[Opening INPUT RECORDS section]

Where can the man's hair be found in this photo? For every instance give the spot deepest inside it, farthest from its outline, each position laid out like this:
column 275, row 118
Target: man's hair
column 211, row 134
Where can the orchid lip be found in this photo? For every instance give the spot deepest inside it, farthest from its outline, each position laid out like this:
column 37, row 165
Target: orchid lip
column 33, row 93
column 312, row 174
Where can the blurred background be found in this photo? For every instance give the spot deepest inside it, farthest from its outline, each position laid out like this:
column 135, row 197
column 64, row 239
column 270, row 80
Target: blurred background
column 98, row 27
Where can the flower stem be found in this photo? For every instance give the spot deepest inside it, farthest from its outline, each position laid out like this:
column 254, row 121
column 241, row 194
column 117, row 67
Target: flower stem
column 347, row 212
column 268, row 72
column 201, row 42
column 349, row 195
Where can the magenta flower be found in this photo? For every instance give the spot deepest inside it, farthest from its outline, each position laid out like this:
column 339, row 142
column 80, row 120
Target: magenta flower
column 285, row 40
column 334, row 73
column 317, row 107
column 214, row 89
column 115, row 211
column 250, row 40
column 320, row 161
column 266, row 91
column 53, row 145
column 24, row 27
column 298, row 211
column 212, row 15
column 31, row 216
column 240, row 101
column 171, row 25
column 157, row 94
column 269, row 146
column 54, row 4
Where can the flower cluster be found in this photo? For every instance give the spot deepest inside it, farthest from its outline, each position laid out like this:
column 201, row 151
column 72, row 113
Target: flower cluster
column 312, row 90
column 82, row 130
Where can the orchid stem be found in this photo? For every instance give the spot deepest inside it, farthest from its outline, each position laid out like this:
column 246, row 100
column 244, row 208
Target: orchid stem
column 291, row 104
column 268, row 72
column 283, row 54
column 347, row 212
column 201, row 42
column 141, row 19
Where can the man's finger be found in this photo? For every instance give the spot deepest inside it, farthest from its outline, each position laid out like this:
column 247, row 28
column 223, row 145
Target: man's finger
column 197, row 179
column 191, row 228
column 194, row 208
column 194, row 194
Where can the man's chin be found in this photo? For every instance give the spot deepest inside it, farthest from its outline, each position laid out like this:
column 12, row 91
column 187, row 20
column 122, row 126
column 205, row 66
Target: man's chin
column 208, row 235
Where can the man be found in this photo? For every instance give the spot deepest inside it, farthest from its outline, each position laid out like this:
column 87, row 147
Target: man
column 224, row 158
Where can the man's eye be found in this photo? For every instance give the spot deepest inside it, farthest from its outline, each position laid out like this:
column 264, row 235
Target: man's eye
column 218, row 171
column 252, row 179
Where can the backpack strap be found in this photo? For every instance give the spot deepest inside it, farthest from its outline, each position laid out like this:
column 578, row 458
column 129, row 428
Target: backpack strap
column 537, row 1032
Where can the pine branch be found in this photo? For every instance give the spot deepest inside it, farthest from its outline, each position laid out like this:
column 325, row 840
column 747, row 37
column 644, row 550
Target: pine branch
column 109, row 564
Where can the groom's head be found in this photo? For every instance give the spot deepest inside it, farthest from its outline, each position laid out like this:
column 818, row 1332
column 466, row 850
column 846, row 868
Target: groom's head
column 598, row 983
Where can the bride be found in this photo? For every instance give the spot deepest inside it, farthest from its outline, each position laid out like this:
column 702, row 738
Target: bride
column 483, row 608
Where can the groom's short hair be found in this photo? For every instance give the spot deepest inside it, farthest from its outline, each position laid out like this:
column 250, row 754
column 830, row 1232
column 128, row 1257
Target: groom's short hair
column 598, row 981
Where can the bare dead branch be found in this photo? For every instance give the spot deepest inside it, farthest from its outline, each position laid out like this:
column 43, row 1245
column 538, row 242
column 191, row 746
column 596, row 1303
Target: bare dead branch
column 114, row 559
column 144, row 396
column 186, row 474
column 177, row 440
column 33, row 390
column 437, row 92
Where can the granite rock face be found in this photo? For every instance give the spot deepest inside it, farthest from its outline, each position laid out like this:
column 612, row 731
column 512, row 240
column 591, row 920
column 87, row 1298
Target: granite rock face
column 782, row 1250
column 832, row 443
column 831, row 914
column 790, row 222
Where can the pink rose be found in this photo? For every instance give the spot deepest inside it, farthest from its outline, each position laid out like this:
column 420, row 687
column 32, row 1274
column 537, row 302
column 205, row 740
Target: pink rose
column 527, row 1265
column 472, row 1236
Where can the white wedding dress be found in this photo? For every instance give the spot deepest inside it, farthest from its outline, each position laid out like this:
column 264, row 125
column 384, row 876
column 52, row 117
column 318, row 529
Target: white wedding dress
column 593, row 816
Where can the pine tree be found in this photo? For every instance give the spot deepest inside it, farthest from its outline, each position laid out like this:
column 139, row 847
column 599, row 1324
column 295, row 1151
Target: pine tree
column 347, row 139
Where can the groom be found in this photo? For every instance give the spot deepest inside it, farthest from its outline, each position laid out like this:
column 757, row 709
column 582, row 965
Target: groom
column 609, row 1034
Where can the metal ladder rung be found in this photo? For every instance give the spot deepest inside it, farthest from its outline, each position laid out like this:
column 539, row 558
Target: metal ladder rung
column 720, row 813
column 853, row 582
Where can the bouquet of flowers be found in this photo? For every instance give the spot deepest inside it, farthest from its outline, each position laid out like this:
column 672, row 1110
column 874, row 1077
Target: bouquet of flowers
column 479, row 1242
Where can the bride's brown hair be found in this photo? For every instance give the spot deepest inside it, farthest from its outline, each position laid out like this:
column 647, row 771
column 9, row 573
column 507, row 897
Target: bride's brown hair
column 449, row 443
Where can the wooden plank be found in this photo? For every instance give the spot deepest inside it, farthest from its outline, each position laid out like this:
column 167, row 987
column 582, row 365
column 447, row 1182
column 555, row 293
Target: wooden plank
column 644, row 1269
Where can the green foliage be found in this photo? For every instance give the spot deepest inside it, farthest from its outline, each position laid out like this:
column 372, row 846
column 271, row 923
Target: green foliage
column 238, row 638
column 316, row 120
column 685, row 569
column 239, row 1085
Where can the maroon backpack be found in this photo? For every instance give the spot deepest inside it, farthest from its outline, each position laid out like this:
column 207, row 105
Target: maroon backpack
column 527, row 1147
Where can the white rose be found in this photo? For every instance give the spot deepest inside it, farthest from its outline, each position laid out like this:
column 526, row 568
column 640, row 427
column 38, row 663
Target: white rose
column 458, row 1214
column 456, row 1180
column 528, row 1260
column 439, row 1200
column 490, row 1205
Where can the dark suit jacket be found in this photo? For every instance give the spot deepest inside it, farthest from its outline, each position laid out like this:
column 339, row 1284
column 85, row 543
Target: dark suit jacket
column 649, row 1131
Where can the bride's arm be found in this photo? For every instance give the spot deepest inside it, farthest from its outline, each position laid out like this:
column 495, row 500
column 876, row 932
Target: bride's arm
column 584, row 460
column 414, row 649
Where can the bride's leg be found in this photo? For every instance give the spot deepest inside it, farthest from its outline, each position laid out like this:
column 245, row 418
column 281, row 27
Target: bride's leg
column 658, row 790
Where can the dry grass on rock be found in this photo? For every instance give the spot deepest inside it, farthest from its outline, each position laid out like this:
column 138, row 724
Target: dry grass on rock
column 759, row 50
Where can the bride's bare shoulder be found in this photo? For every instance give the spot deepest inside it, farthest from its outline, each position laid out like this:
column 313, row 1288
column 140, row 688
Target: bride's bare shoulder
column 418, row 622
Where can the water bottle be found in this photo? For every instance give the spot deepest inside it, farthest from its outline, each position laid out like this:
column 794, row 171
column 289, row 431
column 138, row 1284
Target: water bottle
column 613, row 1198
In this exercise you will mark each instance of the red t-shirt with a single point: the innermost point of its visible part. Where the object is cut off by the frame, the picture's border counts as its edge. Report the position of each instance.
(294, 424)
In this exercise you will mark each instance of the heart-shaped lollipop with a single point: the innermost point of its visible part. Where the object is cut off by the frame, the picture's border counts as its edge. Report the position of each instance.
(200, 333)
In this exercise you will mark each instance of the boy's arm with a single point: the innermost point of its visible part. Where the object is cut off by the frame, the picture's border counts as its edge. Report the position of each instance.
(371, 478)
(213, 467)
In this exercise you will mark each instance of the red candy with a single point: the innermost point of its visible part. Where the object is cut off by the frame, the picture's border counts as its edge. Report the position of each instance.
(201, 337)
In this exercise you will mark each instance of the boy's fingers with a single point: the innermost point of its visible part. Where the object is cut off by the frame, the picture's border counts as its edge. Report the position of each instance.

[Closing INPUT RECORDS section]

#### [ACTIVITY]
Above this instruction are the records; retype exactly the lines from the one containing "column 599, row 1324" up to and including the one containing "column 582, row 965".

#### [ANSWER FOR THIS EXERCISE]
column 599, row 1324
column 295, row 1151
Target: pine tree
column 347, row 139
Where can the groom be found in this photo? For every instance give the spot deepest inside it, farthest from its outline, each position laid out like this:
column 757, row 709
column 582, row 965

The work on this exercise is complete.